Reproduce every line of the data below verbatim, from the first line to the last.

[BEGIN Provided records]

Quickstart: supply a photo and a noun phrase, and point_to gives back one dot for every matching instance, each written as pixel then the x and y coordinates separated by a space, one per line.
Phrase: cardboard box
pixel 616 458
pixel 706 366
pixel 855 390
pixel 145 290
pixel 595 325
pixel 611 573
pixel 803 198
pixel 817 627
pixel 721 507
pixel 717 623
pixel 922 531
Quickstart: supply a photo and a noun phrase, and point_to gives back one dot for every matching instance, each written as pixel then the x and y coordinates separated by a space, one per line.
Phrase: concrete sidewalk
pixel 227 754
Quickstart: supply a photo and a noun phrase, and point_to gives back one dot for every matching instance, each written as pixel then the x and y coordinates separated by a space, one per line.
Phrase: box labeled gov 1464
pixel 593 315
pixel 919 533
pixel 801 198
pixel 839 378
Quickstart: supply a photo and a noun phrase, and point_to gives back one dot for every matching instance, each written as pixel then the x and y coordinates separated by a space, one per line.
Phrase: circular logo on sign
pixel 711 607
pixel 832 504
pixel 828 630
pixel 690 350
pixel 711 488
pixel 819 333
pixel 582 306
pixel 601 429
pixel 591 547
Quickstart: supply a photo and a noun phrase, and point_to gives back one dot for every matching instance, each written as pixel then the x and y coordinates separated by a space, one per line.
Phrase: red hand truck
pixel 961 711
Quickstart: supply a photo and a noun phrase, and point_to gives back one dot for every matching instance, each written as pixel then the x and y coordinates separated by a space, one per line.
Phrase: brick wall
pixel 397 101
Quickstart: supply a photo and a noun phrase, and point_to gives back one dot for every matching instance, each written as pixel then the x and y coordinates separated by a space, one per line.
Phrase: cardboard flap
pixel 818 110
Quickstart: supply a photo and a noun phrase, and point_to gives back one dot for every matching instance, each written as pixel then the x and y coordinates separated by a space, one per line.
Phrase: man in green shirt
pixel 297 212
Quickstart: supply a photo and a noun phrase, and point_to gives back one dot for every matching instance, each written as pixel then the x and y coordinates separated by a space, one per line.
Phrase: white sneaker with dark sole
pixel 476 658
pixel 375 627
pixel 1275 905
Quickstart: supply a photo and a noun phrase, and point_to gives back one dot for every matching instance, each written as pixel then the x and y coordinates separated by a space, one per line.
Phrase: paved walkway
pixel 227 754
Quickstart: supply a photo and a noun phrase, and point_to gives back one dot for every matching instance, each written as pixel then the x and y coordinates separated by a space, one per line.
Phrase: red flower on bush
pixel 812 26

[END Provided records]

## Written solution
Quickstart: supply a photo and a noun phrase, and point_to gives back one dot for every matching instance, each written as pixel then the x and y coordinates separated by a space, one per line.
Phrase: cardboard box
pixel 616 458
pixel 706 366
pixel 855 390
pixel 145 290
pixel 595 325
pixel 611 573
pixel 803 198
pixel 817 627
pixel 721 507
pixel 717 623
pixel 922 531
Quickstart: supply a photo and a noun phrase, and point_to gives back one dot for every matching instance, each written as pixel then the x and y coordinates separated by a space, one per line.
Phrase: concrete sidewalk
pixel 227 754
Quickstart: supply a photo and a noun phrase, and point_to gives back one dot for every matching instance, each written as pixel then the x and y coordinates separated by a space, one per line.
Phrase: box labeled gov 1464
pixel 593 315
pixel 919 533
pixel 801 198
pixel 839 378
Quickstart: supply a photo and a noun phrase, and point_to gives back one dot for every matching instance, each written as pixel then the x and y coordinates separated by a space, one per line.
Phrase: circular logo on sign
pixel 711 607
pixel 832 504
pixel 828 630
pixel 690 350
pixel 711 488
pixel 819 333
pixel 582 306
pixel 601 429
pixel 591 547
Quickstart: supply a photo and a noun phrase, and point_to gives back one dot for every matching instance, each written as pixel then the x and y coordinates separated by a space, one per line.
Phrase: red hand truck
pixel 961 711
Quickstart: supply a photo and a noun phrase, and point_to gives back one dot for every matching instance, each written as pixel then the x and y coordinates separated by a space, one per line.
Phrase: brick wall
pixel 397 101
Quickstart: supply a photo and a noun phrase, and point_to gives back one dot for every matching instance, each written as pixel then the x and y coordinates separated by a space, one per line.
Phrase: cardboard flap
pixel 818 110
Quickstart: supply a photo and a noun phrase, and point_to gives back one dot for every matching instance, each written as pixel then the x and y coordinates separated by a space, one per line.
Phrase: man in green shirt
pixel 297 212
Quickstart: supply a photo and a noun phrase, and point_to gives back one dot for every matching instance, each written as pixel then the x and y coordinates separated by a space, one per line.
Phrase: white sneaker with dark sole
pixel 476 658
pixel 375 627
pixel 1275 905
Quickstart: supply a photo and a noun phrase, and point_to gives back one dot for every matching instance, each written as pixel then the x and y coordinates separated by a space, one per line.
Phrase: paved walkway
pixel 227 754
Quickstart: supply a photo and a noun phrase, and point_to gives back one dot for every matching instance, each written as pixel then the x and y coordinates separated by a space, one per line.
Phrase: red flower on bush
pixel 812 26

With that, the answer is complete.